- What to do -
Retype the loan agreement excerpt verbatim between "Survival of Representations" and "SECTION 9.01.", inclusive.

- Passage -
Survival of Representations and Warranties . All
representations and warranties of Borrower contained in this
Amended Agreement shall survive the execution, delivery and
acceptance thereof by the Parties and the closing of the
transactions described in this Amended Agreement.
ARTICLE IX
AFFIRMATIVE COVENANTS
SECTION 9.01.
Maintenance of Existence . Borrower and/or any of its
Subsidiaries party to the Loan Documents shall at all times
(a) preserve, renew and maintain in full force and effect its
legal existence and good standing as a corporation under the Laws
of the jurisdiction of its organization; (b) not change its
name or its chief executive office as set forth herein without
having given the Lender simultaneous notice thereof; (c) take
all reasonable action to maintain all rights, privileges, permits,
licenses and franchises necessary or desirable in the normal
conduct of its business, except to the extent that failure to do so
could not reasonably be expected to have a Material Adverse Effect;
and (d) preserve or renew all LFRP Intellectual Property, the
non-preservation of which could reasonably be expected to have a
Material Adverse Effect.
SECTION 9.02.
Use of Proceeds . Borrower shall use the net proceeds
of the Loans received by it (i) for general corporate purposes
and/or (ii) to pay all fees and expenses payable by Borrower
pursuant to the Transaction Documents.
SECTION 9.03.
Financial Statements and Information .
(a)

- Data entries -
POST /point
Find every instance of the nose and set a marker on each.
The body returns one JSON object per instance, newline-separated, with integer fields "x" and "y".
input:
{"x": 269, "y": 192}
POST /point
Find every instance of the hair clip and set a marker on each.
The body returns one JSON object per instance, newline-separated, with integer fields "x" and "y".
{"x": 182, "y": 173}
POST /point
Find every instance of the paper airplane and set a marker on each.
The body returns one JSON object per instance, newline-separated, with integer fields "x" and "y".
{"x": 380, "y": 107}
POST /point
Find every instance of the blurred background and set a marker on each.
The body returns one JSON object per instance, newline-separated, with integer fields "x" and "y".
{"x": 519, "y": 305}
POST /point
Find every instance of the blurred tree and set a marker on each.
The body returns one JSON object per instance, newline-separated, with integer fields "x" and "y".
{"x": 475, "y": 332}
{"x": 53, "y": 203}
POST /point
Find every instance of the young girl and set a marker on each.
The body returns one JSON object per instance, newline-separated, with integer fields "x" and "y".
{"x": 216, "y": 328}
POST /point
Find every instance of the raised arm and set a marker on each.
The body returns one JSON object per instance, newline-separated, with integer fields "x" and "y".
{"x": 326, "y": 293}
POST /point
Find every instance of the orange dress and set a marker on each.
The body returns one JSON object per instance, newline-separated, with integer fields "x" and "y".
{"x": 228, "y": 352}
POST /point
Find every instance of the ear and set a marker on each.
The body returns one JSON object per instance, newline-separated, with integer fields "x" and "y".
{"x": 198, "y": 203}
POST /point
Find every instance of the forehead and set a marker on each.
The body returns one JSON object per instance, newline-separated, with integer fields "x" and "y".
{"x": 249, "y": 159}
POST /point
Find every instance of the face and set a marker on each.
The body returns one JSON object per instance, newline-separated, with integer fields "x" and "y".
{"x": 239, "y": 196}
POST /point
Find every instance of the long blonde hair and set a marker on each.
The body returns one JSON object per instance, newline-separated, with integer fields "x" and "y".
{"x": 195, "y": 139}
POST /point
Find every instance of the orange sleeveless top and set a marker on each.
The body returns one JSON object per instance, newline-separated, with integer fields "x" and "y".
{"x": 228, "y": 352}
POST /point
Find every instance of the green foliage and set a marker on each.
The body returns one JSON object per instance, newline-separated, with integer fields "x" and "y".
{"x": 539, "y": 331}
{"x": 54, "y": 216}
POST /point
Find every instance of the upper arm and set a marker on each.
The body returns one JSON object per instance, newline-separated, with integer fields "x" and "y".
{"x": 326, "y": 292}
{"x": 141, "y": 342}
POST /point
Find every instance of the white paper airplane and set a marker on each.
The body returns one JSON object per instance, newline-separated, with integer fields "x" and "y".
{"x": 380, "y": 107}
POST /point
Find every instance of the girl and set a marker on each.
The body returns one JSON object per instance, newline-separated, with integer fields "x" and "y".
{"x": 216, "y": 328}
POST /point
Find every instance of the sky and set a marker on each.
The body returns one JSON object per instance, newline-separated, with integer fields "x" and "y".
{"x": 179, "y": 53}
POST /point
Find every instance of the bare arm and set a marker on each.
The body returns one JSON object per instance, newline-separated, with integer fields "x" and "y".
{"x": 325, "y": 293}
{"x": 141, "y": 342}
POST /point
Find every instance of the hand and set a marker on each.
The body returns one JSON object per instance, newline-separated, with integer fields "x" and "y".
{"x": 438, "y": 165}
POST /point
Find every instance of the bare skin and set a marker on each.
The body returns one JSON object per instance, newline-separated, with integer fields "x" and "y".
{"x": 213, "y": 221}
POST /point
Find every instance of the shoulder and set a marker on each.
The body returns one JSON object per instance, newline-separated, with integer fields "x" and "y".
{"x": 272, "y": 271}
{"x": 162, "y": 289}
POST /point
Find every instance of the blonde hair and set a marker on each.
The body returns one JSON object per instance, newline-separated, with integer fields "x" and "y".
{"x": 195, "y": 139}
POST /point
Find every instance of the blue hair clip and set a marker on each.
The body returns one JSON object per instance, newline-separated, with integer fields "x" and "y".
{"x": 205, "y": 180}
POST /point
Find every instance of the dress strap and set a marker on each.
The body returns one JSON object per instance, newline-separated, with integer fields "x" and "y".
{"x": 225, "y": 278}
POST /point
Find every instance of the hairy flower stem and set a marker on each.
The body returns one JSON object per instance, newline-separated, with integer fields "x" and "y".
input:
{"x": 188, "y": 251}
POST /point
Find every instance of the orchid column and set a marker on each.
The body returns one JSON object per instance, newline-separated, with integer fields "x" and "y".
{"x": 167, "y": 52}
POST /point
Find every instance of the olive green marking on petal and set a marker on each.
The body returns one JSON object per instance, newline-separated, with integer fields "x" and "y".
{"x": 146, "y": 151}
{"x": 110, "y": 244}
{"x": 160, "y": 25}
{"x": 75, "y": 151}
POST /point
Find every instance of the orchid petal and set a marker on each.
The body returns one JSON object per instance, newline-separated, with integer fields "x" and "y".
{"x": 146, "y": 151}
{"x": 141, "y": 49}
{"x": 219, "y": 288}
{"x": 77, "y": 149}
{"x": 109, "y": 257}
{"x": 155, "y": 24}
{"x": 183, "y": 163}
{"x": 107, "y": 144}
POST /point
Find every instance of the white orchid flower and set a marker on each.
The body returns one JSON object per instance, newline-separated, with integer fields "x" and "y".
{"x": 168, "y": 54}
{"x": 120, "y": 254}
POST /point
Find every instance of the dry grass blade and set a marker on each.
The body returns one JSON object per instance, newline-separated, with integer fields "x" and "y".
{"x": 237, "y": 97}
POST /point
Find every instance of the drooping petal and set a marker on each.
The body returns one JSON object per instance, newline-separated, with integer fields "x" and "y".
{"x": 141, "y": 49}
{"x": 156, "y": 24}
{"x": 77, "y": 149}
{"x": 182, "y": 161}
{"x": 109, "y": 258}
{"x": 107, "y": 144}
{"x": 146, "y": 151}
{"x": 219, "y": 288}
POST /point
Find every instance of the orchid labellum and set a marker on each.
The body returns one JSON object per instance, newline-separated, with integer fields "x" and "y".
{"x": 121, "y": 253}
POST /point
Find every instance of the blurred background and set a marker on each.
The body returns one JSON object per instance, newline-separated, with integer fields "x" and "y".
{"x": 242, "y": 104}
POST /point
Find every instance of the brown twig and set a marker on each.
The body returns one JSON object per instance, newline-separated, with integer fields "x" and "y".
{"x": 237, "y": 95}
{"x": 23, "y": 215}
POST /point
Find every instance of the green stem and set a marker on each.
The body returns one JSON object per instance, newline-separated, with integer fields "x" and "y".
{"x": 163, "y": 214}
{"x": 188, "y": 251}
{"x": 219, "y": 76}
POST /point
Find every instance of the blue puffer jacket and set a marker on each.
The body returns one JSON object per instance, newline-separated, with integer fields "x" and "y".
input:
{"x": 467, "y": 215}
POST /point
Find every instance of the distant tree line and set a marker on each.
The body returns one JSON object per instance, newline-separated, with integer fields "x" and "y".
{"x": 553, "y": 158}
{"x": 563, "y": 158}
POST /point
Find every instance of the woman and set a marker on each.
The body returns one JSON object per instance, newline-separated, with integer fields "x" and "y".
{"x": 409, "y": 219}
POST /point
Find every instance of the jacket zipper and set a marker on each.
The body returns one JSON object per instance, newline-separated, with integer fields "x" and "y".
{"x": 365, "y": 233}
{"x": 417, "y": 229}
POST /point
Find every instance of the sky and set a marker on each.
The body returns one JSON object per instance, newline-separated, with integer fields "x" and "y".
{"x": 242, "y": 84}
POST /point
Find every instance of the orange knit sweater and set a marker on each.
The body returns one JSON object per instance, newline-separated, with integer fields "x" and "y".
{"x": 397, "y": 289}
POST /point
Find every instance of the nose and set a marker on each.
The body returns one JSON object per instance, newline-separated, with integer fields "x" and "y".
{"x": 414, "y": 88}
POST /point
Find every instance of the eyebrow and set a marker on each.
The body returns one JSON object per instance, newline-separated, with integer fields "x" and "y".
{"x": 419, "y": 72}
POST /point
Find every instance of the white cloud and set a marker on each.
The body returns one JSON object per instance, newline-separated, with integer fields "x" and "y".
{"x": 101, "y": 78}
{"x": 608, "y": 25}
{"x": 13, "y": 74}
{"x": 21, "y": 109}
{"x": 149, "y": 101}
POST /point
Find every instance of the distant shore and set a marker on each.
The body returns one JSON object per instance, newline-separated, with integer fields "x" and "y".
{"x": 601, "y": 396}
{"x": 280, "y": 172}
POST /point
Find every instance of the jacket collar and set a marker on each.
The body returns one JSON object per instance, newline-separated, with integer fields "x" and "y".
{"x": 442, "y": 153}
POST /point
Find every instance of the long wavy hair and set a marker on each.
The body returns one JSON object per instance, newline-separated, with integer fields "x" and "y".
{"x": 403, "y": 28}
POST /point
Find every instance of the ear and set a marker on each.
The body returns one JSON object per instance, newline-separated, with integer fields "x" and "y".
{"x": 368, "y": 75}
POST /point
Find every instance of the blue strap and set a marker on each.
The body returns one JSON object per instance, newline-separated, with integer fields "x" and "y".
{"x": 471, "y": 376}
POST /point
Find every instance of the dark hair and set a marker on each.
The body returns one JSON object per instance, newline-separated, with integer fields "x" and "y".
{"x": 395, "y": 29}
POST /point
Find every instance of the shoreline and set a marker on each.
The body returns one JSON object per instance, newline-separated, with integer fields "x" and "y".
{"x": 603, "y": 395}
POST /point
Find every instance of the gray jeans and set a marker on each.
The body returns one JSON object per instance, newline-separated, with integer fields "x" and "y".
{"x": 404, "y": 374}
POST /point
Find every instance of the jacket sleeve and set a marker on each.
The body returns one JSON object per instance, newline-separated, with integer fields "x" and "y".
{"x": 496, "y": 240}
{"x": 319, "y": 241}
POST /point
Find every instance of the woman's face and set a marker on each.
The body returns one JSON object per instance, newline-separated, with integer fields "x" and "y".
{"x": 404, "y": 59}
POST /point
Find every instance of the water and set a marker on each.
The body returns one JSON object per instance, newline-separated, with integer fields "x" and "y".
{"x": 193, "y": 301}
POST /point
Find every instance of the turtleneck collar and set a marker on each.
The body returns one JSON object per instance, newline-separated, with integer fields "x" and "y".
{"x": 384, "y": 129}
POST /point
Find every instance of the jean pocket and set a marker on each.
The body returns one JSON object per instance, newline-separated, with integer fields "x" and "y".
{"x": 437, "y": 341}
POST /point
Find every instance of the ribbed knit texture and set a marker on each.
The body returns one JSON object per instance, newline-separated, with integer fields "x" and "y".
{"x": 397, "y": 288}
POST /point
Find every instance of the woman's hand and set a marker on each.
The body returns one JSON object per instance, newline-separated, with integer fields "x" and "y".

- Solution -
Survival of Representations and Warranties . All
representations and warranties of Borrower contained in this
Amended Agreement shall survive the execution, delivery and
acceptance thereof by the Parties and the closing of the
transactions described in this Amended Agreement.
ARTICLE IX
AFFIRMATIVE COVENANTS
SECTION 9.01.